How many lines in the records below contain the word "like"? State that number and nothing more.

*** Opening DATA SHOWN ***

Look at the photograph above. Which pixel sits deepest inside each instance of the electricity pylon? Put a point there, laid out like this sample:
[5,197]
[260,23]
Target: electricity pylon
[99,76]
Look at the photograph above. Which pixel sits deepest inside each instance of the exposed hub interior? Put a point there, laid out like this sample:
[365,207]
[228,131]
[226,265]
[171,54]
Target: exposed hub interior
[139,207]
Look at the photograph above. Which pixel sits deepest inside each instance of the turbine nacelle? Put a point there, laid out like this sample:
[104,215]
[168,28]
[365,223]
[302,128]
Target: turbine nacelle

*** Closing DATA SHOWN ***

FINISHED TASK:
3